--- What the task requires ---
Lines from the one containing "dirt ground and return bounding boxes." through the end of the material below should be given again exactly, with no others.

--- Provided data ---

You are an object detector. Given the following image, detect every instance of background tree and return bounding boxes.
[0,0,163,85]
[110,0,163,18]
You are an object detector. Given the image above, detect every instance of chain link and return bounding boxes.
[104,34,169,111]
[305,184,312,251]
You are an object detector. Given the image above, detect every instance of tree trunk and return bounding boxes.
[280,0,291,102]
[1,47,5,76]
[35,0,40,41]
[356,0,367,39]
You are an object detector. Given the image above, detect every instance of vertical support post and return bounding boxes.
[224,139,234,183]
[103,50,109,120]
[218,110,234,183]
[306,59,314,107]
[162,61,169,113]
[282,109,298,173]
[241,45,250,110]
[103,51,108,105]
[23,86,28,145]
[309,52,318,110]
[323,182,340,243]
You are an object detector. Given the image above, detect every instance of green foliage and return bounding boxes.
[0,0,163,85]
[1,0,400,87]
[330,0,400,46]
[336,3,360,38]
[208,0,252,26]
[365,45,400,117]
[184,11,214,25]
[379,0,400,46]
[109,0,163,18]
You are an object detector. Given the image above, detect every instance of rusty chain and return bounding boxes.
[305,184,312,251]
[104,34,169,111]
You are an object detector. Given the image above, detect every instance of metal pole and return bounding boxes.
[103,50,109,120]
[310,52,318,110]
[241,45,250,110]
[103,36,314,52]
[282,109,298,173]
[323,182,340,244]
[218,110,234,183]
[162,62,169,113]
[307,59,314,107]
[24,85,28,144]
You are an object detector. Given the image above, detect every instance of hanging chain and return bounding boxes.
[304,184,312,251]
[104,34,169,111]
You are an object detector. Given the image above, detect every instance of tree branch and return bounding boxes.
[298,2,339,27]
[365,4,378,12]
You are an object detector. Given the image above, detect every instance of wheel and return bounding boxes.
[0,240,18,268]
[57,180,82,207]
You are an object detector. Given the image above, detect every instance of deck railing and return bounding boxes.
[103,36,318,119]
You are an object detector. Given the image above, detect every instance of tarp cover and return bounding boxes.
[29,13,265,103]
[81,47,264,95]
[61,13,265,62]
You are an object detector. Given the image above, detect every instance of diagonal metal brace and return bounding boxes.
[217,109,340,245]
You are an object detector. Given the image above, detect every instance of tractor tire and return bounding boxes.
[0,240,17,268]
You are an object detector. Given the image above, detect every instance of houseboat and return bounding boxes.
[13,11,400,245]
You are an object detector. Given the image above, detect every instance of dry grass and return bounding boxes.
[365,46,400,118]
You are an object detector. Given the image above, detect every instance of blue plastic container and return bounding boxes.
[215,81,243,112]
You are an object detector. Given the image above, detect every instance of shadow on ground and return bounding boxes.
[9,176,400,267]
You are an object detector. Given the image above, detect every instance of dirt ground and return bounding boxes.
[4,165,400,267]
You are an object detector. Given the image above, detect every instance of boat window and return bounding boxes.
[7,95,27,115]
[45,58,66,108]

--- Problem solution ---
You are an object detector. Given the image above, detect every instance of dirt ground and return bounding boxes.
[4,165,400,267]
You are an object detector. Given the image above, detect every instance of boat window and return bounding boxes.
[7,95,27,115]
[45,58,66,108]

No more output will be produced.